> TASK
Retype every entry word for word.

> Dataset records
----------
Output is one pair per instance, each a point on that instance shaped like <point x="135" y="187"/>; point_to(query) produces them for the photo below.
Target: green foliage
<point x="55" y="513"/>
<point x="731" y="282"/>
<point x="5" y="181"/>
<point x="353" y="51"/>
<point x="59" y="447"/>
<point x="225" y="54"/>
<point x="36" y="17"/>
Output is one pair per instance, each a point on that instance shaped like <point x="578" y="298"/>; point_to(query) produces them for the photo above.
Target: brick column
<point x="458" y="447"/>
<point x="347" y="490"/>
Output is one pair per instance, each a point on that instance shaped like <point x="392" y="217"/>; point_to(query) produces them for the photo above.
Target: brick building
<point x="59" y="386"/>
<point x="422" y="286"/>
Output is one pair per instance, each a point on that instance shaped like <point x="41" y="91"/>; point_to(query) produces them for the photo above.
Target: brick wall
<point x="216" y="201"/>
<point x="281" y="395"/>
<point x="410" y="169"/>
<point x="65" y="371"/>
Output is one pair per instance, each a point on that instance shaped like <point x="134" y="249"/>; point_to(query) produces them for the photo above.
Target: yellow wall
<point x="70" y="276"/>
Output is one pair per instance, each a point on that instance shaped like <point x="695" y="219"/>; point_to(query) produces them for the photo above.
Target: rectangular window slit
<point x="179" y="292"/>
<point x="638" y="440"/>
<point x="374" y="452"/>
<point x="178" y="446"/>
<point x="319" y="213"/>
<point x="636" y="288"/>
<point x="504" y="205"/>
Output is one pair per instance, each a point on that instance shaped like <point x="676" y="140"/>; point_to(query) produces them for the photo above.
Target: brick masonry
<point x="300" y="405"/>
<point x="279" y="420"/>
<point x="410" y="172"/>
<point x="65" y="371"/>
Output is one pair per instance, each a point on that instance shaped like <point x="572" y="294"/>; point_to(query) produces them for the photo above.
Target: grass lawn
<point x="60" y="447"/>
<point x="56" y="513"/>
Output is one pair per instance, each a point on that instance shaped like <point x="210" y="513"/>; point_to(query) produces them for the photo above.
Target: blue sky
----------
> TASK OUTPUT
Output is one pair per instance, each a point on that instance shaped like <point x="135" y="187"/>; point_to(query) produces them for the photo below.
Target: green foliage
<point x="55" y="513"/>
<point x="731" y="282"/>
<point x="5" y="181"/>
<point x="353" y="51"/>
<point x="59" y="447"/>
<point x="225" y="54"/>
<point x="36" y="17"/>
Output is one pair per instance, each a point on that instance shaped like <point x="578" y="298"/>; point_to(query) produces them for the photo above.
Target: brick column
<point x="458" y="447"/>
<point x="347" y="490"/>
Output is one pair per instance, each a point on that instance shaped like <point x="392" y="217"/>; point_to(query) produces them for the photo above.
Target: brick building
<point x="59" y="386"/>
<point x="422" y="286"/>
Output is one pair per instance, each a point on that instance shaped like <point x="41" y="91"/>; point_to(query) produces them for the photo above.
Target: brick wall
<point x="216" y="201"/>
<point x="281" y="395"/>
<point x="410" y="169"/>
<point x="65" y="371"/>
Output is one pair per instance, each a point on that instance shaped like <point x="134" y="249"/>; point_to(query) produces them for the photo above.
Target: yellow wall
<point x="70" y="276"/>
Output is one pair per instance, each a point on that instance shaped like <point x="695" y="219"/>; point_to(query) produces them for the photo above.
Target: rectangular window slit
<point x="179" y="292"/>
<point x="638" y="440"/>
<point x="374" y="452"/>
<point x="178" y="446"/>
<point x="319" y="213"/>
<point x="636" y="288"/>
<point x="504" y="205"/>
Output is one pair per instance, each a point on that instance shaped like <point x="676" y="140"/>; point_to(query) produces them for the photo above.
Target: brick masonry
<point x="300" y="405"/>
<point x="279" y="420"/>
<point x="410" y="172"/>
<point x="65" y="371"/>
Output is one pair per instance, each a point on that instance shaped like <point x="572" y="294"/>; point_to(query) produces them for the photo above.
Target: grass lawn
<point x="60" y="447"/>
<point x="56" y="513"/>
Output is one pair per instance, each a point on that instance shaped like <point x="210" y="513"/>; point_to(query) produces them for the photo above.
Target: blue sky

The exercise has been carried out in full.